**Exercise description**
Reproduce all the entries exactly and keep the pictures out.
+++ Data in this exercise +++
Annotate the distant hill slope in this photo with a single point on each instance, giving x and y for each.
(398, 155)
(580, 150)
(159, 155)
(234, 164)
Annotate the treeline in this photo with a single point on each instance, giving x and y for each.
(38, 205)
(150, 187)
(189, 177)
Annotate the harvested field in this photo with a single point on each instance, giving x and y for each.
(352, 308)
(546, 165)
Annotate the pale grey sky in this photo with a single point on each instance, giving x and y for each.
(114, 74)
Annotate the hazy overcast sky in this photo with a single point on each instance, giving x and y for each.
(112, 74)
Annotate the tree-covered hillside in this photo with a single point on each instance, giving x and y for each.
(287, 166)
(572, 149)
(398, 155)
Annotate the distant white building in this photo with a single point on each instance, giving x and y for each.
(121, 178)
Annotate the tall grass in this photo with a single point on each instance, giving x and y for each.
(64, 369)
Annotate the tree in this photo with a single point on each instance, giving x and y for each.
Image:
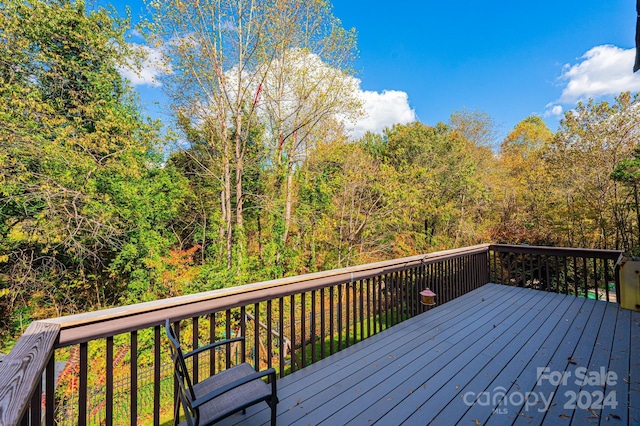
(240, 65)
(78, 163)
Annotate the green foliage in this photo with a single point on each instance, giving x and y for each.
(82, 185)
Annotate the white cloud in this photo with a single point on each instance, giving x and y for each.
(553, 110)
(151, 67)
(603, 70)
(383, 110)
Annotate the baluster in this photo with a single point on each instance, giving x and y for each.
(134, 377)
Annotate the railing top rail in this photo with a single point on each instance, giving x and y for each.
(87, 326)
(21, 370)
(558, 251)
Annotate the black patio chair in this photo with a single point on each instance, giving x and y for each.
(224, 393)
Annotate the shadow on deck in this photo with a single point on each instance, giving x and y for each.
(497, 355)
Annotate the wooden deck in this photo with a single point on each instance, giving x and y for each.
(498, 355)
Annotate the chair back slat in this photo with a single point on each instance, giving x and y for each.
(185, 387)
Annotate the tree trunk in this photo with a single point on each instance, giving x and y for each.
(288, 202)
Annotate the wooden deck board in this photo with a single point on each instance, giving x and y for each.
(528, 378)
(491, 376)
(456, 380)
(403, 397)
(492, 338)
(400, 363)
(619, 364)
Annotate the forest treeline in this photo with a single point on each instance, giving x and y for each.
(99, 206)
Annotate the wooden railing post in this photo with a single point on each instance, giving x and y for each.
+++
**Solution to the problem**
Annotate the distant hill slope in this photo with a single point on each instance, giving x and y for each.
(398, 155)
(580, 150)
(159, 155)
(234, 164)
Annotate the treeline in this photo with a single point on each instance, giving x and y for each.
(38, 205)
(150, 187)
(189, 177)
Annotate the harvested field in this photo with a single point on each instance, giving x and y for each.
(352, 308)
(546, 165)
Annotate the pale grey sky in this photo with a single point on each instance, giving x and y for each.
(114, 74)
Annotate the hazy overcast sky in this photo with a single point on each instance, giving x and y for each.
(112, 74)
Annotate the tree-covered hillside in this photo with a single point on each instance, giving x and y for each.
(287, 166)
(572, 149)
(398, 155)
Annotate the distant white building in this photo with a single point on each instance, giving x and y for each.
(121, 178)
Annotate the tall grass in this photo with a single point on each instance, giving x and y for each.
(64, 369)
Annotate the tree in this photo with a single point on each instance, giving x and y for each.
Image:
(240, 65)
(78, 163)
Annotate the green foliage in this photo with a single point on each instance, giving x and y for each.
(82, 185)
Annotate the white cloud in this photo with a single point on each instance, giving x and y for each.
(553, 110)
(151, 67)
(603, 70)
(383, 110)
Annotate the baluster in this photo with a single point on each instance, giving x and y for each.
(134, 377)
Annotate the railing top rail in this photo with a single point on each instance, giving x and y for each.
(87, 326)
(21, 370)
(558, 251)
Annotate the black patio chair in this photo with a single point on each instance, giving x and y for each.
(224, 393)
Annotate the shadow on deck in this photo with a single point on each instance, giving x and y for each.
(497, 355)
Annotate the wooden deck in this photo with a single point on each instance, giving x and y for each.
(498, 355)
Annotate the chair back slat in this photo with a single point on each instance, giving x and y for each.
(185, 387)
Annotate the tree trunk in this photo with a single point on each instance, giving x and y for each.
(288, 202)
Annotate the wooden deck board in this photo with a single point on each instance, giving x and y for each.
(528, 378)
(491, 376)
(456, 380)
(403, 397)
(492, 338)
(400, 363)
(619, 364)
Annotate the forest treeline in this photo with a single point on each instance, giving x and y for each.
(99, 206)
Annotate the wooden railing post in this photo with a single point on each instance, giving x and y for each.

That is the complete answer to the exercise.